In general, tagging TPP instances is based on considering the pattern descriptions in the pattern manager. Since the pattern sets (definitions) are based on the Oxford Dictionary of English, the likelihood is that the coverage and accuracy of the sense distinctions is quite high. However, since prepositions have generally not received the close attention of words in other parts of speech, PDEP is intended to ensure the coverage and accuracy. During the development of the SemEval 2007 tagged instances, using FrameNet sentences, the lexicographer found it necessary to increase the number of senses by about 10 percent. Since the lack of coverage in FrameNet is well-recognized, the representative sample developed for PDEP should provide the basis for ensuring the coverage and accuracy of the sense inventory.
As indicated, the first step in tagging instances involves looking at the patterns and seeing whether the TPP instances can be tagged with existing patterns. In addition to the patterns, instances that have been tagged for SemEval 2007 (labeled FN) or the Oxford English Corpus (labeld OEC) can be opened and used as the basis for making judgments on the TPP corpus.

__RECORD EXCERPTS__.

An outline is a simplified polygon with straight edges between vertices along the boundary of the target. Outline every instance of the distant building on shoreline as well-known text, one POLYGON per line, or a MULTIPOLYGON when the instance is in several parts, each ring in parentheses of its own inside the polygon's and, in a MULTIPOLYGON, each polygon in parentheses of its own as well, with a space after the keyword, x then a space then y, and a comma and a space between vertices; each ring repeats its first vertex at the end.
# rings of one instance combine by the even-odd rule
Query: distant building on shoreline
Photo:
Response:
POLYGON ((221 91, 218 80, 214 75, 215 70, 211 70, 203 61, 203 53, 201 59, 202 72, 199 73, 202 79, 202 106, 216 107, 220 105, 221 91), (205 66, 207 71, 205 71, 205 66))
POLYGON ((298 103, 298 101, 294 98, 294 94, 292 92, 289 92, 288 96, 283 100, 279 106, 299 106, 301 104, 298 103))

__WORK INSTRUCTIONS__. Summarize the text on tagging TPP instances in two sentences. The entries have no connection to the text.

__REPLY__. Tagging TPP instances starts by checking whether they fit the existing pattern descriptions in the pattern manager, which are based on the Oxford Dictionary of English. Because prepositions have generally received less attention than other parts of speech, PDEP is meant to ensure the coverage and accuracy of the sense inventory, and instances already tagged for SemEval 2007 or the Oxford English Corpus can be used as a basis for judgments on the TPP corpus.